SOURCE RECORDS: Begin

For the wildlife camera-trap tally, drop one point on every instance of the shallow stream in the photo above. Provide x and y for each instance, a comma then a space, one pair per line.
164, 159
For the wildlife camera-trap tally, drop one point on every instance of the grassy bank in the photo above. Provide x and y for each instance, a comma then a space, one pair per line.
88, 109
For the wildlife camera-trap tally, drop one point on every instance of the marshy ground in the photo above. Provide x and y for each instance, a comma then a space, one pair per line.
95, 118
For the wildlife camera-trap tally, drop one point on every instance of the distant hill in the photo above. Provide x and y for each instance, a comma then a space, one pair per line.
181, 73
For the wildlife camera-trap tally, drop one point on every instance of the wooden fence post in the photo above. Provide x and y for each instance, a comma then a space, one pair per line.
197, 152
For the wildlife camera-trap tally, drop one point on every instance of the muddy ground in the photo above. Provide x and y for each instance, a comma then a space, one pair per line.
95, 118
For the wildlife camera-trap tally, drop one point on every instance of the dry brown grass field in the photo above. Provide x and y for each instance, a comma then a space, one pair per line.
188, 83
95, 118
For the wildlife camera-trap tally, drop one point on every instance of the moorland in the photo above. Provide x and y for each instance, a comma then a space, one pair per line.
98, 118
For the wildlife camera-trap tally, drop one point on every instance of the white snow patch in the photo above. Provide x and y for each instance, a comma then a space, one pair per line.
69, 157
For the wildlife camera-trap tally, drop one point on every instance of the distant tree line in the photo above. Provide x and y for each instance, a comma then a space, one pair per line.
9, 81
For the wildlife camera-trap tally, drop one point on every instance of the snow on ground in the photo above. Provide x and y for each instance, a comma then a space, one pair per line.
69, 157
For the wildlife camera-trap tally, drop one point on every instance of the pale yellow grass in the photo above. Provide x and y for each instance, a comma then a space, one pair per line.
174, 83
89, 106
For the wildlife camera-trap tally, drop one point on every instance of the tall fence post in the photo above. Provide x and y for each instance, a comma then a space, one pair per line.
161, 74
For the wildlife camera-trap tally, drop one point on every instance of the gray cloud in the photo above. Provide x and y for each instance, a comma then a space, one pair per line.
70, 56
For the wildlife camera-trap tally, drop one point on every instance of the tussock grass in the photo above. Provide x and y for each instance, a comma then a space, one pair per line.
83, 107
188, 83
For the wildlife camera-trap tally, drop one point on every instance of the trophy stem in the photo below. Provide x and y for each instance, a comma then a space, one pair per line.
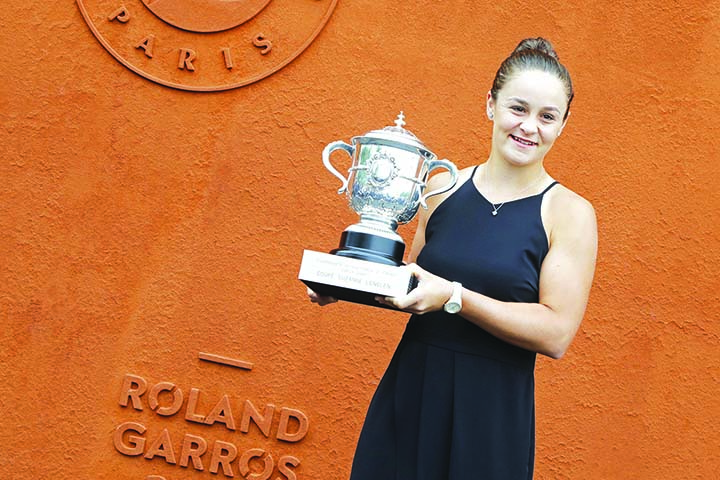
373, 239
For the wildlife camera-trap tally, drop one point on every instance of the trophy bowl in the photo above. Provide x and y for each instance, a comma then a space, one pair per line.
385, 186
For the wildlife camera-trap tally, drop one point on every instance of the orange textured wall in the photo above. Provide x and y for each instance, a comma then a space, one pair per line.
142, 225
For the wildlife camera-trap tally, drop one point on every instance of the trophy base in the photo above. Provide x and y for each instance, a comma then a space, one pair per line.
352, 279
370, 247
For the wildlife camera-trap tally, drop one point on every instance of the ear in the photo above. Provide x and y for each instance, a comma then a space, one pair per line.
564, 123
490, 106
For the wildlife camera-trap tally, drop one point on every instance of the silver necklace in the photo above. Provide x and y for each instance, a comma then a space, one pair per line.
517, 195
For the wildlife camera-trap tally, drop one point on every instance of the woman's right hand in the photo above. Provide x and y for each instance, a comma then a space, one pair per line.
320, 299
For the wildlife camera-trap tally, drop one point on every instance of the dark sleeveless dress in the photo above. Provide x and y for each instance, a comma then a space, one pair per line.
457, 403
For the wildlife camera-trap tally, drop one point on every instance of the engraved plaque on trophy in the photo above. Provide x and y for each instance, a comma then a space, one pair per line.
385, 185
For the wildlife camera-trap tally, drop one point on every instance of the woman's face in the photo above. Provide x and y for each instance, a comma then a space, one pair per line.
528, 116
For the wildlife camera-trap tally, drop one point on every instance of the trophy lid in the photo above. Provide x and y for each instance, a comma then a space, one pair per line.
397, 135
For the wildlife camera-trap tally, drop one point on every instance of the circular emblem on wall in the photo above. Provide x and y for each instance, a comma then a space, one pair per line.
206, 45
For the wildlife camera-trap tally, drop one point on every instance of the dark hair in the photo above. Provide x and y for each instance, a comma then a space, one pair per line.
533, 54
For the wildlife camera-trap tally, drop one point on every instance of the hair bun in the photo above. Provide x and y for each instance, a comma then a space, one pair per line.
538, 44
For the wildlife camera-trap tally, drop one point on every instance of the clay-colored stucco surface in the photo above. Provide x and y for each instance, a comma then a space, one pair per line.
141, 226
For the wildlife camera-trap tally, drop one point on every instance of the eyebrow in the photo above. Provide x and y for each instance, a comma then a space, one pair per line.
524, 103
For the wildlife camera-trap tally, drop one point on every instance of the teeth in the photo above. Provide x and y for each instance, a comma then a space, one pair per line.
523, 141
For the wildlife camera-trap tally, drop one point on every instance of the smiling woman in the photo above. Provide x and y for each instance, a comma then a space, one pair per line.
494, 289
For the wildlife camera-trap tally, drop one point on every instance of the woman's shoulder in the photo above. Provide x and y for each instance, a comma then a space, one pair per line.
569, 211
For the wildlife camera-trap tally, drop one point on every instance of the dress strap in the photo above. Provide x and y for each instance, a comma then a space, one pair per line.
549, 187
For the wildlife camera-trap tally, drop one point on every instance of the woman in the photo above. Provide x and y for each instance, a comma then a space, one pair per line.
512, 253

SOURCE RECORDS: End

**EXERCISE:** Exclude all images and retype the data precisely.

**ANSWER BELOW:**
For the wildlife camera-trap tally, drop one point on every instance of the shallow stream in the photo above. Provide x and y for each instance, a comma then a space, one pair per line.
164, 159
For the wildlife camera-trap tally, drop one point on every instance of the grassy bank in the photo above. Provide x and y for each instance, a comma then a space, one pair per line.
88, 109
For the wildlife camera-trap tally, drop one point on every instance of the marshy ground in the photo above. Provide x and y for each instance, a comma then a space, one pair per line.
95, 118
For the wildlife camera-trap tally, drop one point on every instance of the distant hill in the photo above. Provide x and y for each instance, a comma then a space, one pair per line.
181, 73
For the wildlife camera-trap tally, drop one point on every instance of the wooden fence post in the photo above. Provide x and y for each instance, a comma then a space, one pair per line.
197, 152
For the wildlife camera-trap tally, drop one point on every instance of the muddy ground in the photo above. Provide x and y for each instance, a comma then a space, one pair per line.
95, 118
For the wildlife camera-trap tally, drop one point on every instance of the dry brown grass field in the photo above. Provide x and y for each instance, a comma then a space, one pair per line.
188, 83
95, 118
For the wildlife camera-trap tally, drop one point on every instance of the moorland in the photo above. Provide x and y for each instance, a comma then a space, one pair per line.
98, 118
For the wildlife camera-trap tally, drop one point on every instance of the white snow patch in the photo above. Provide x and y for each instance, a comma then a space, one pair per line.
69, 157
For the wildlife camera-trap tally, drop one point on every instance of the distant tree line in the photo above. Provide x and y for each instance, a comma then a space, one pair per line.
9, 81
For the wildlife camera-trap tally, drop one point on every instance of the snow on ground in the photo above. Provide x and y for each instance, a comma then a space, one pair per line.
69, 157
For the wildlife camera-trap tally, drop one point on every instance of the pale yellow grass in the photo above. Provide x and y for each instance, a comma then a space, one pair per line.
174, 83
89, 106
For the wildlife camera-trap tally, drop one point on every instance of the tall fence post in the photo above. Provide x and y for each instance, a comma then a space, one pair per line.
161, 74
For the wildlife camera-trap tally, drop one point on every instance of the gray cloud in the photo above. Provide x and y for each instance, a comma then a space, one pair per line.
70, 56
For the wildlife camera-trap tally, drop one point on every instance of the tussock grass in the photo above. Provide x and y for each instance, a comma then a space, one pair per line.
83, 107
188, 83
For the wildlife camera-trap tally, drop one point on every instance of the trophy stem in the photo below. Provide x and y for each instance, a comma then a space, one pair per line.
373, 239
For the wildlife camera-trap tally, drop one point on every instance of the trophy bowl in the photo above. Provide x and y for each instance, a comma then a space, one pair per line.
385, 186
For the wildlife camera-trap tally, drop one point on every instance of the orange textured wall in the photo above. Provide x and y for each instance, a comma then a space, one pair per line.
142, 225
For the wildlife camera-trap tally, drop one point on every instance of the trophy base in the photo above. Provide x and y for each instance, a comma then a space, one pair per line.
352, 279
370, 247
For the wildlife camera-trap tally, drop one point on every instance of the ear in the photo above. Provide x and y for each instance, a comma then a space, one pair per line.
564, 123
490, 106
For the wildlife camera-trap tally, drop one point on every instance of the silver necklace in the photo above. Provide x and y for each instance, a comma then a space, one pair per line.
517, 195
For the wildlife camera-trap tally, drop one point on every instance of the woman's right hand in the photo above. Provide x and y for each instance, a comma then a space, one pair per line.
320, 299
For the wildlife camera-trap tally, drop one point on every instance of the dark sleeveless dress in the photo above. Provide x and y for each instance, a comma then a space, one pair per line.
457, 403
For the wildlife camera-trap tally, drop one point on every instance of the engraved plaque on trophy in the photo above. Provide x and y for each instance, a comma then a space, one pair per line.
385, 185
For the wildlife camera-trap tally, drop one point on every instance of the woman's face in the photo above. Provide x and y for each instance, a comma then a space, one pair per line.
528, 116
For the wildlife camera-trap tally, drop one point on every instance of the trophy lid in the photo above. Provide x and y for each instance, a comma then a space, one pair per line.
397, 135
For the wildlife camera-trap tally, drop one point on every instance of the circular emblem on wall in the photo above. Provide x and y for each instance, a comma then a space, one pair per line.
206, 45
For the wildlife camera-trap tally, drop one point on every instance of the dark hair in the photo above. Provide x and y for each instance, a comma then a space, one pair per line.
533, 54
For the wildlife camera-trap tally, drop one point on every instance of the hair bun in the photo above. Provide x and y for each instance, a comma then a space, one pair per line.
538, 44
For the wildlife camera-trap tally, drop one point on every instance of the clay-colored stucco surface in the photo above. Provide x and y for each instance, a comma then a space, one pair per line.
141, 226
For the wildlife camera-trap tally, drop one point on every instance of the eyebrow in the photo above. Provide x and y for each instance, a comma then a space, one pair per line.
524, 103
For the wildlife camera-trap tally, drop one point on every instance of the teeth in the photo above. Provide x and y for each instance, a comma then a space, one pair per line.
523, 141
For the wildlife camera-trap tally, drop one point on every instance of the smiling woman in the photo above. Provide x and y for each instance, a comma then a space, one pair per line.
494, 289
For the wildlife camera-trap tally, drop one point on every instance of the woman's shoulder in the photo above. Provide x and y for each instance, a comma then a space, one pair per line.
569, 211
For the wildlife camera-trap tally, drop one point on every instance of the dress strap in the photo above. Provide x and y for each instance, a comma then a space, one pair per line.
549, 187
For the wildlife camera-trap tally, drop one point on every instance of the woman in the photo above. Provide x and y for each instance, a comma then a space, one pair per line.
512, 253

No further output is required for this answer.